(Region labeling items)
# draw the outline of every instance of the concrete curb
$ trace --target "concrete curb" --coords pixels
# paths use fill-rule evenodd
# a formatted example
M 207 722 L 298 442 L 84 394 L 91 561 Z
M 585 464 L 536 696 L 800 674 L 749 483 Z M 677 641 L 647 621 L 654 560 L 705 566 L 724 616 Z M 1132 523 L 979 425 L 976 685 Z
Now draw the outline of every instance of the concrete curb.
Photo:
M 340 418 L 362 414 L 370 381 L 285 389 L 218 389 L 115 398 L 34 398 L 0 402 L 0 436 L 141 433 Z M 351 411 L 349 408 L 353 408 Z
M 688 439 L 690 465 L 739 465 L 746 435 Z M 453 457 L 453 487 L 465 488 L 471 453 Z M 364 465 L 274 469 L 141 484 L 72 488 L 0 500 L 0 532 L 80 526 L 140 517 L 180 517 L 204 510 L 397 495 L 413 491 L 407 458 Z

* * *

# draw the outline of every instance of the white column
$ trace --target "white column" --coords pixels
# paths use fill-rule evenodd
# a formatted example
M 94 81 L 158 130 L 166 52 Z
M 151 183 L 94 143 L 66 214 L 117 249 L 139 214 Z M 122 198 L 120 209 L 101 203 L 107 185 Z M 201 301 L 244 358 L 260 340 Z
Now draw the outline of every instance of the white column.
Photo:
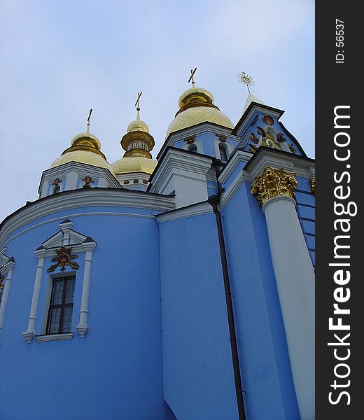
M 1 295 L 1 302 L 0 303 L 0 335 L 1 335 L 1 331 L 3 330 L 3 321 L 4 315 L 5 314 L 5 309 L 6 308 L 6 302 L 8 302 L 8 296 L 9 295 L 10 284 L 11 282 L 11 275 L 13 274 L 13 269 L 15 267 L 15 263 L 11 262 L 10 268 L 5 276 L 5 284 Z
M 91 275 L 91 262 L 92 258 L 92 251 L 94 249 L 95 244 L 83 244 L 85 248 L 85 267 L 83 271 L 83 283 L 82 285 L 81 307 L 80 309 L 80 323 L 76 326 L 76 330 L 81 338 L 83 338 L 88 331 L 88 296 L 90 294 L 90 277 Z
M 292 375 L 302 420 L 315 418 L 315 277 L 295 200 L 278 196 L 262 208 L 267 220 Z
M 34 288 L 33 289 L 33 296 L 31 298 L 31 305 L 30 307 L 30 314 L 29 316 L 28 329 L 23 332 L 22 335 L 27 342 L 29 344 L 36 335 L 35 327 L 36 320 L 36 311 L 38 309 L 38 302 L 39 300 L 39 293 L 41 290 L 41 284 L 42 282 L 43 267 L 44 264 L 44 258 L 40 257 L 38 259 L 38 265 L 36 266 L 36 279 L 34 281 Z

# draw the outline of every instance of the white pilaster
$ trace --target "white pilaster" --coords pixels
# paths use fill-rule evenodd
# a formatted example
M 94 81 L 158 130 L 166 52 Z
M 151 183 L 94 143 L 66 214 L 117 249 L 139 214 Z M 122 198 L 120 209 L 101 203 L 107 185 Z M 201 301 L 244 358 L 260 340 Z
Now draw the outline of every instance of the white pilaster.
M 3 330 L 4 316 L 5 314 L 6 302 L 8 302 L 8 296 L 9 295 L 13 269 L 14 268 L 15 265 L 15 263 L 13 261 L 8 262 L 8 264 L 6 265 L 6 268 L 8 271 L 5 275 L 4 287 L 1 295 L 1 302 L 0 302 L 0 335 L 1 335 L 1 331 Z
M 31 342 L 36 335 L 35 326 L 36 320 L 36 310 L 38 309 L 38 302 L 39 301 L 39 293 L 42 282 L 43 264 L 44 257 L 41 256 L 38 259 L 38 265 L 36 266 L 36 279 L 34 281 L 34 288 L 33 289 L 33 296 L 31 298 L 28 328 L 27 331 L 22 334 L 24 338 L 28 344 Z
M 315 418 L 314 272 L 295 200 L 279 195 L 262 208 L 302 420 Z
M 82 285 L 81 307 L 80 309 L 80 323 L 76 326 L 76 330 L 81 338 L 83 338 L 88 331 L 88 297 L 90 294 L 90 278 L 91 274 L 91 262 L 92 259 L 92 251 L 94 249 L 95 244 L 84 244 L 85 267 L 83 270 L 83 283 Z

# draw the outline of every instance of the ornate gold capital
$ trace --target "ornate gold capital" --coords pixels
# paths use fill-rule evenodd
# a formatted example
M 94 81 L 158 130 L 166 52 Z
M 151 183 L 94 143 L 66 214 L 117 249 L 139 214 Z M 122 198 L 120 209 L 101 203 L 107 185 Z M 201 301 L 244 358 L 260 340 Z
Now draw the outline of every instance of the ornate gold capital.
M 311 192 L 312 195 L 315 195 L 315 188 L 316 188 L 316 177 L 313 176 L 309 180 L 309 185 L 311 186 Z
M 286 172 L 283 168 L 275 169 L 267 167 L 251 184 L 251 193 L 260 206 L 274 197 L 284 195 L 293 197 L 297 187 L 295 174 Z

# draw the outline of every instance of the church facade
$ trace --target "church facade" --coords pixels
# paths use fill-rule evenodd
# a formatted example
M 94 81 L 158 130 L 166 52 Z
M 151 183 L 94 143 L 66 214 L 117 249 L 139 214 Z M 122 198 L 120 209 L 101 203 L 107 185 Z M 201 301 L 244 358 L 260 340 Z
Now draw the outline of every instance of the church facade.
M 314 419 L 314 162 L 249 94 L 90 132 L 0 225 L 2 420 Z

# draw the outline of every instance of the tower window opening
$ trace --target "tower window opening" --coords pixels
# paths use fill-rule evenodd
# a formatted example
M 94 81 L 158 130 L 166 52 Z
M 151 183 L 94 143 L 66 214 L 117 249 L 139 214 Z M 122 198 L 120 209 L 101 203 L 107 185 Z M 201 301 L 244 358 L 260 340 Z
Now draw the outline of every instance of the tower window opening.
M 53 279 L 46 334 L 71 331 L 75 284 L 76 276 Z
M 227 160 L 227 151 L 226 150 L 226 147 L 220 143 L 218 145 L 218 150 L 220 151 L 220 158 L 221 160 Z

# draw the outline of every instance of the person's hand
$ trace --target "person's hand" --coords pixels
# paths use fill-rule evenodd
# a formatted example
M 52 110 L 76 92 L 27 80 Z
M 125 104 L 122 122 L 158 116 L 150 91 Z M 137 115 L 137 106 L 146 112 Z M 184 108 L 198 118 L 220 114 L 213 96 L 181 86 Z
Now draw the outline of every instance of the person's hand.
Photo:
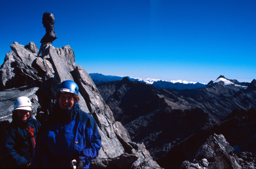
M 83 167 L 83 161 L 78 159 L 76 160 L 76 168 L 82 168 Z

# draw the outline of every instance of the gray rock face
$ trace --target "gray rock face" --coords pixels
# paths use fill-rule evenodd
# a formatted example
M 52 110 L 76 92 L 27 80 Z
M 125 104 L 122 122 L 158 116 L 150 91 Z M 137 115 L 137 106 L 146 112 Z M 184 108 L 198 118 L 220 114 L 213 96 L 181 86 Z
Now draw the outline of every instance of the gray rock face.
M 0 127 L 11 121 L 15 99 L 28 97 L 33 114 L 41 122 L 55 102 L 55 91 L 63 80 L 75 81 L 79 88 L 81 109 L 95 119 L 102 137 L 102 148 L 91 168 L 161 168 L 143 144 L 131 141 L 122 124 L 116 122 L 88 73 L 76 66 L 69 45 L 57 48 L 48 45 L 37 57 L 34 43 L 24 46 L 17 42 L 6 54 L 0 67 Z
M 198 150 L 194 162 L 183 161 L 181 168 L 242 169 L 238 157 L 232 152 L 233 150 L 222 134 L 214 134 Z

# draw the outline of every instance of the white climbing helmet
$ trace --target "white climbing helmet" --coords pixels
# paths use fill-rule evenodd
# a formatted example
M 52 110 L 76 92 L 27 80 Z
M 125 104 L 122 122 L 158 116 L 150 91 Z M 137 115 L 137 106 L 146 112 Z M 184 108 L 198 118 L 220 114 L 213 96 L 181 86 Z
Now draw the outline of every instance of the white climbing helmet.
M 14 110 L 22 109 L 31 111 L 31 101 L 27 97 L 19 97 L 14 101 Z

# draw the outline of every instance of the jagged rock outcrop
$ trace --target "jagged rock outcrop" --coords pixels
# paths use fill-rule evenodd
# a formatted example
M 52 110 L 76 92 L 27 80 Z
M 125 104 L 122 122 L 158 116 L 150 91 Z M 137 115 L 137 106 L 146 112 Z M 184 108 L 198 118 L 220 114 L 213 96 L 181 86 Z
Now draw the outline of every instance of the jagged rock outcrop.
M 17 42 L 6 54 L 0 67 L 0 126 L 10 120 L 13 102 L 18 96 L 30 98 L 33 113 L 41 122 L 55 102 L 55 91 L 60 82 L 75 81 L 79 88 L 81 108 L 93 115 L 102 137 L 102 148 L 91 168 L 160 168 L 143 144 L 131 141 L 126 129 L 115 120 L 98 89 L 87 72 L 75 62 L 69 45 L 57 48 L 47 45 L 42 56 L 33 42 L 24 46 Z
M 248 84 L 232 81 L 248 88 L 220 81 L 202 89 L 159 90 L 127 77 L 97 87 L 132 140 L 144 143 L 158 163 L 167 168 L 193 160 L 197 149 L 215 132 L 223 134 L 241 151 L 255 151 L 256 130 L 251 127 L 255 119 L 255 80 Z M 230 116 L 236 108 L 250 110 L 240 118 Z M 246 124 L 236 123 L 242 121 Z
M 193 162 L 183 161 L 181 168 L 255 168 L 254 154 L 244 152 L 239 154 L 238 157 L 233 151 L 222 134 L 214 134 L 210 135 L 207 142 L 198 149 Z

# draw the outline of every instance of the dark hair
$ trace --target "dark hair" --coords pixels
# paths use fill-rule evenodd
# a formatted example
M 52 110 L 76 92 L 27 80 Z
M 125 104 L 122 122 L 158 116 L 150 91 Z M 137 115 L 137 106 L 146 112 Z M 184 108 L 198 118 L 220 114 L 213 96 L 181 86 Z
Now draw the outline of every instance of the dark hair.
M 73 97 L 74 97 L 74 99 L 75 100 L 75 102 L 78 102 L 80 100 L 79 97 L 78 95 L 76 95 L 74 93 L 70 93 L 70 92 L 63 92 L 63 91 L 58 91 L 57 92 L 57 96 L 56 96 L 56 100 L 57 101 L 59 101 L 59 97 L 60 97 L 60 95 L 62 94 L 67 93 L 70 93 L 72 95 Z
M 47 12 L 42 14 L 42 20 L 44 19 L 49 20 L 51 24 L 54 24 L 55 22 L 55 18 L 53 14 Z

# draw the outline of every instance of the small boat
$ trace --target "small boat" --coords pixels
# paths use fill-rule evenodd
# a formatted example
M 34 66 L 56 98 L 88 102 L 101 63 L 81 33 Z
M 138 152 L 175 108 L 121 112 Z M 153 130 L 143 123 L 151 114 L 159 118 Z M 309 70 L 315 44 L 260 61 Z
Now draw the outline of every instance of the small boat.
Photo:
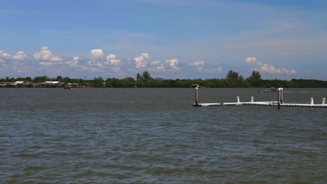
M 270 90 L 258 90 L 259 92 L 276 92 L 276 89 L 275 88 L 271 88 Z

**Task goal**
Rewrite the stretch of the records from the line containing "# draw the outline of every instance of the white column" through the line containing "M 34 288 L 33", swapping "white column" for "stone column" and keeping everything else unchanged. Omit the pictures from your answer.

**Answer to the problem**
# draw the outline of every instance of the stone column
$ trace --target "stone column" --coords pixels
# paths use fill-rule evenodd
# a formatted example
M 94 81 L 158 130 L 166 52 Z
M 151 183 L 94 143 L 66 214 L 117 249 L 139 214 Z M 122 198 L 120 209 L 101 203 L 107 185 Z M 201 301 L 244 358 L 260 340 Z
Now draw the outline of every instance of the stone column.
Photo:
M 1 295 L 1 302 L 0 303 L 0 335 L 1 335 L 1 331 L 3 330 L 3 321 L 4 315 L 5 314 L 5 309 L 6 308 L 6 302 L 8 302 L 8 296 L 9 295 L 10 284 L 11 282 L 11 275 L 13 274 L 13 269 L 15 267 L 15 263 L 11 262 L 10 268 L 5 276 L 5 284 Z
M 91 275 L 91 262 L 92 258 L 92 251 L 94 249 L 95 244 L 83 244 L 85 248 L 85 267 L 83 271 L 83 283 L 82 285 L 81 307 L 80 309 L 80 323 L 76 326 L 76 330 L 81 338 L 83 338 L 88 331 L 88 296 L 90 294 L 90 277 Z
M 292 375 L 302 420 L 315 418 L 315 277 L 295 200 L 278 196 L 262 208 L 267 220 Z
M 34 288 L 33 289 L 33 296 L 31 298 L 31 305 L 30 307 L 30 314 L 29 316 L 28 329 L 23 332 L 22 335 L 27 342 L 29 344 L 36 335 L 35 327 L 36 320 L 36 311 L 38 309 L 38 302 L 39 300 L 39 293 L 41 290 L 41 284 L 42 282 L 43 267 L 44 264 L 44 258 L 40 257 L 38 259 L 38 265 L 36 266 L 36 279 L 34 281 Z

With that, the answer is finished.